Seção de texto
»»
Os 36 restantes foram comprados pelo Departamento de Estrada
de Rodagem do Amazonas (DER-AM) e revendidos para seus funcionários, com prazo
de financiamento de 20 anos.
No conjunto Kubitschek moravam meus padrinhos, Nilo e
Marcionília, e os filhos deles, Felipe e Emanuel, dois moleques da minha idade.
Eu conhecia poucas pessoas entre os moradores do conjunto:
os irmãos Mário Lucio (aka “Lucio Branco”), Marcus e Maria Ernestina (aka
“Neta”), filhos do Manoel Azevedo (aka “Leleta”), um conhecido funcionário do
DER-AM.
Ao lado do apartamento deles moravam seus primos, os irmãos
Nelson (atual marido da minha irmã Selane), Nazon e Lindalva, uma deslumbrante
morena de quatrocentos talheres, que desconfio ter sido a garota mais bonita do
bairro durante a minha infância.
Mais ou menos no meio do conjunto, moravam os irmãos Zezinho
e Carlinhos Playboy, reputados como os “dons juans” do bairro.
Próximo ao apartamento deles, moravam os irmãos Mário Joca e
Jorge Onça.
Do outro lado do conjunto, cujos apartamentos ficavam de
frente para os fundos do Palácio Rodoviário, eu só conhecia o Kepler (seu pai
era arquiteto do DER-AM) e os irmãos Fonseca e Soraya (que depois se casou com
o Sici Pirangy).
Das casas localizadas do outro lado da rua Waupés, na frente
do conjunto Kubitschek, eu só conhecia os irmãos Cassianinho, Demétria,
Francisca, Cassilda, Cássio e Ana Cássia, filhos do empresário Cassiano
Anunciação (aka “Batará”), na época dono da empresa de ônibus Ana Cássia.
Ao lado da casa do Batará, ficava a taberna do Zé Bucheiro,
onde as pessoas mais humildes compravam praticamente de tudo para pagar no fim
do mês, anotando os pedidos em uma ensebada caderneta pertencente ao
comerciante.
As balas de doce de leite vendidas na taberna eram de tirar
qualquer um do sério.
««
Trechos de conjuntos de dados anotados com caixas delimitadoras
»»
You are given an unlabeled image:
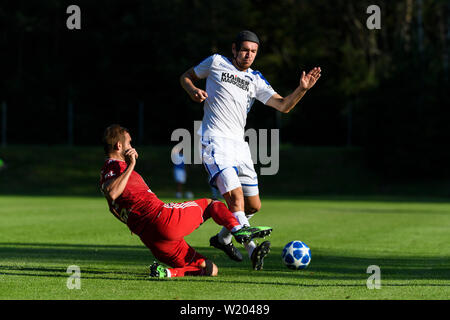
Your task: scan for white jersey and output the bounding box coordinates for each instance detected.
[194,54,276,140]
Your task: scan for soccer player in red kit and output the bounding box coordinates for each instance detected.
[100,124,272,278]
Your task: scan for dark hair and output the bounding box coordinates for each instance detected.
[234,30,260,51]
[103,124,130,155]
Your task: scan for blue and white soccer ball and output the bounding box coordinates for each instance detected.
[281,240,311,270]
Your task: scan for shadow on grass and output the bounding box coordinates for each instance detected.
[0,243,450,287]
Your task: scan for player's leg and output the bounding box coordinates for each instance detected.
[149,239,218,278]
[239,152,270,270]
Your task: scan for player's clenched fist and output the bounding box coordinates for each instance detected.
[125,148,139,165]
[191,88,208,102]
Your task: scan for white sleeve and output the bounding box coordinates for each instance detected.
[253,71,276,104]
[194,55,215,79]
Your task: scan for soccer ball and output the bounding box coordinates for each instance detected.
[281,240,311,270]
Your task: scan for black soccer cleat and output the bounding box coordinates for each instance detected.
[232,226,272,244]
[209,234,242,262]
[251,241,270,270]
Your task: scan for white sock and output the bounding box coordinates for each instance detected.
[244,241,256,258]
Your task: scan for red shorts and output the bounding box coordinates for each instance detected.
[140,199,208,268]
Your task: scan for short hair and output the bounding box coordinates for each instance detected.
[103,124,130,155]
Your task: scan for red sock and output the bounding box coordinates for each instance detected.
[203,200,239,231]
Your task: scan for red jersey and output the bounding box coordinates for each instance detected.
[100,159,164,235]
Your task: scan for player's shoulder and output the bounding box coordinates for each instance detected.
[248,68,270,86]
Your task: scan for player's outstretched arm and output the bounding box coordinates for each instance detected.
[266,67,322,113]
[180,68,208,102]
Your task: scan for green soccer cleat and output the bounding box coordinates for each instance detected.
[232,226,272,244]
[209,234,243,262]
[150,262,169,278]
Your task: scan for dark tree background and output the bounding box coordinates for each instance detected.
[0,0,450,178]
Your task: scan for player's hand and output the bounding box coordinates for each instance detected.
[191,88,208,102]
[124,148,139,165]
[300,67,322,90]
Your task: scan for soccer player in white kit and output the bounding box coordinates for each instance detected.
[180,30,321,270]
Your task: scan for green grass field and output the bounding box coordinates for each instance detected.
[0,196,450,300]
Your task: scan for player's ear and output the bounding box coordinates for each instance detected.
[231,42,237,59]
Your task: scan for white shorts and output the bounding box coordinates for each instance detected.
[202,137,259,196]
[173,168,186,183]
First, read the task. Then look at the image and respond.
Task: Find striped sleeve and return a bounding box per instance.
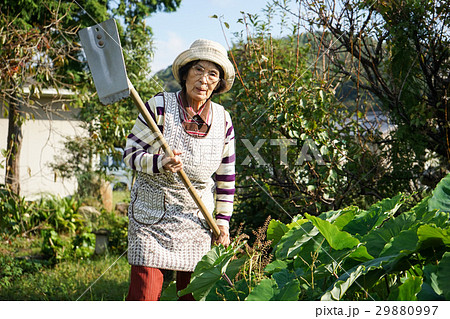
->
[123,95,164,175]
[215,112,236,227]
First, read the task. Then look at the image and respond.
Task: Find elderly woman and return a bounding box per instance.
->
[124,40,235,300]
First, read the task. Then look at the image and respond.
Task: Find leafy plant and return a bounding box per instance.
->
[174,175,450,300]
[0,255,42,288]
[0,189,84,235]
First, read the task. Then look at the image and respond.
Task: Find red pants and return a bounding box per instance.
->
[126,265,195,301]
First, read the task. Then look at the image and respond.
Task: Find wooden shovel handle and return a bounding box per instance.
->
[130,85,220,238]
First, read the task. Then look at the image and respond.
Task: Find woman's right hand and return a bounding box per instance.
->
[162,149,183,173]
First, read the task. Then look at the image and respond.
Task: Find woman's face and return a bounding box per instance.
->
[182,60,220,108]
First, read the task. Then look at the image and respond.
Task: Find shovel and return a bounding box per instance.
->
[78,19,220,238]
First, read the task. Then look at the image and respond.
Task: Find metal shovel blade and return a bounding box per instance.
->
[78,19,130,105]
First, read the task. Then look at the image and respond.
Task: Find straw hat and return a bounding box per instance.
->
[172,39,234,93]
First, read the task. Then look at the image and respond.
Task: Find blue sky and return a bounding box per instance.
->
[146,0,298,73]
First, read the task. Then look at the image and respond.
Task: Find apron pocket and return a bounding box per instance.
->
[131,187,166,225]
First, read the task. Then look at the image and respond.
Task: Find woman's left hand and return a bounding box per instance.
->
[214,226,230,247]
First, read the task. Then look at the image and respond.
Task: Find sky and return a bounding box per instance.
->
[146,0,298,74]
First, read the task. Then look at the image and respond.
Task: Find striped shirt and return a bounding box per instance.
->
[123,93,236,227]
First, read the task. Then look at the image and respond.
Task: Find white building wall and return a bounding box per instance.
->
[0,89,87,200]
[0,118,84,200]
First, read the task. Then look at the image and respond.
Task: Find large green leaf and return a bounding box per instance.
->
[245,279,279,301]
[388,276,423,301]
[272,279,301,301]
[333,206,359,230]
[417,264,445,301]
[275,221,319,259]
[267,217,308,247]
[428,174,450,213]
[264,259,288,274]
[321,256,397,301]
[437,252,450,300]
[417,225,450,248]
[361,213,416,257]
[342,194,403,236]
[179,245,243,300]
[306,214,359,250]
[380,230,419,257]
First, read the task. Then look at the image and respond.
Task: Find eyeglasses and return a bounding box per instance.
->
««
»»
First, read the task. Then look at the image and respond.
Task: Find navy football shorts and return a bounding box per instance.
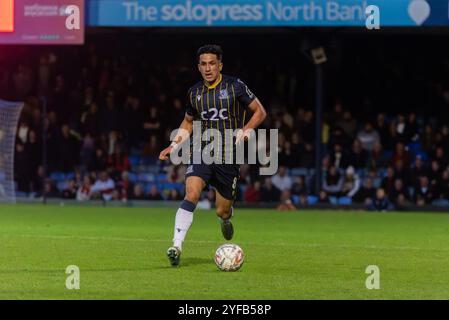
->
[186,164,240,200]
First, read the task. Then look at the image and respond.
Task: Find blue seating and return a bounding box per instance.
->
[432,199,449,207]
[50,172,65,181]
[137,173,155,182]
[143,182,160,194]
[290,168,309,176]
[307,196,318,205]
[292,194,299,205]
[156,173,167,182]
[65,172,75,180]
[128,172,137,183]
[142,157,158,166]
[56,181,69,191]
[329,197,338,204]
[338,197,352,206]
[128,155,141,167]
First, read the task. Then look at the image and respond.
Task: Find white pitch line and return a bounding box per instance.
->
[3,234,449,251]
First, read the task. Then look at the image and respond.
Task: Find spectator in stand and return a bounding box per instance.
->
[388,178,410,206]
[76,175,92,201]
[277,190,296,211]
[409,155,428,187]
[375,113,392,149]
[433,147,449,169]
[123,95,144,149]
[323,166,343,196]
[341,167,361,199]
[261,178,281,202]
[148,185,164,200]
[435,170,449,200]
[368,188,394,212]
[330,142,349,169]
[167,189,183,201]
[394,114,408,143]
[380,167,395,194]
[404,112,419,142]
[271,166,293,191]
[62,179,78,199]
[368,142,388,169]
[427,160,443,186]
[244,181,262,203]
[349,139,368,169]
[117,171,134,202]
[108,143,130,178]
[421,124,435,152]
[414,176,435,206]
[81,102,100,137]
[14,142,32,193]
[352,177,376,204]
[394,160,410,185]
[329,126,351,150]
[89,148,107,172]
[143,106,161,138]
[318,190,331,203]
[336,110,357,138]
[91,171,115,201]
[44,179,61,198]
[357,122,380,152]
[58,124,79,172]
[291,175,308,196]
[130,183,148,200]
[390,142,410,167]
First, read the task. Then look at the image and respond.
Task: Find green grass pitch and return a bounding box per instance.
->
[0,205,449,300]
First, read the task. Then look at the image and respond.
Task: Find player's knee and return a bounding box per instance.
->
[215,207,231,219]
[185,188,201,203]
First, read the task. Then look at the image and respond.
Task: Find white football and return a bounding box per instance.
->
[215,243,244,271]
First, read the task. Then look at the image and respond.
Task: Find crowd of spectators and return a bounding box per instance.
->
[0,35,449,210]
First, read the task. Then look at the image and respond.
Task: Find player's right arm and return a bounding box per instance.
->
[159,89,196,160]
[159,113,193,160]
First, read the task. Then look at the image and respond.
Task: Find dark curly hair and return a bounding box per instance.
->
««
»»
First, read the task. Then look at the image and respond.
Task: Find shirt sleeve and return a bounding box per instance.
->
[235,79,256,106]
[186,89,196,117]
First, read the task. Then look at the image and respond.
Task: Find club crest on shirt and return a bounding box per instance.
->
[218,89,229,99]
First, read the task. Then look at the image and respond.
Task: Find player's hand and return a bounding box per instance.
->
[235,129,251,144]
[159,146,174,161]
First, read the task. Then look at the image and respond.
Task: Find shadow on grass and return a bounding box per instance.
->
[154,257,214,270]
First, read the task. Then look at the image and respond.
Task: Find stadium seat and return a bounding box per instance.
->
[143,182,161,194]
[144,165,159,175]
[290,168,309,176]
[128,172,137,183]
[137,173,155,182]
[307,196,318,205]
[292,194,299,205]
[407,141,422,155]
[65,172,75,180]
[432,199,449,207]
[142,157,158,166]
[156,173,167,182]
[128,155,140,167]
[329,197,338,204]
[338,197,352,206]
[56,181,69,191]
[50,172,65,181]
««
Exercícios propostos
(A) Transcreva, do texto sobre o conjunto Kubitschek, o trecho entre "Ao lado do apartamento" e "Jorge Onça.", inclusive.
(B) Segundo o texto sobre o conjunto Kubitschek, qual era o prazo de financiamento dos apartamentos revendidos pelo DER-AM aos seus funcionários?
(C) Indique se cada afirmação concorda com o texto sobre o conjunto Kubitschek, respondendo sim ou não e citando as palavras do texto que decidem a questão: (i) Zezinho e Carlinhos Playboy tinham fama de conquistadores no bairro. (ii) A taberna do Zé Bucheiro ficava ao lado do Palácio Rodoviário. (iii) O pai do Kepler era engenheiro do DER-AM.

Respostas dos exercícios
(A)
Ao lado do apartamento deles moravam seus primos, os irmãos
Nelson (atual marido da minha irmã Selane), Nazon e Lindalva, uma deslumbrante
morena de quatrocentos talheres, que desconfio ter sido a garota mais bonita do
bairro durante a minha infância.
Mais ou menos no meio do conjunto, moravam os irmãos Zezinho
e Carlinhos Playboy, reputados como os “dons juans” do bairro.
Próximo ao apartamento deles, moravam os irmãos Mário Joca e
Jorge Onça.

(B) 20 anos.

(C)
(i) Sim: "reputados como os “dons juans” do bairro".
(ii) Não: "Ao lado da casa do Batará, ficava a taberna do Zé Bucheiro".
(iii) Não: "seu pai era arquiteto do DER-AM".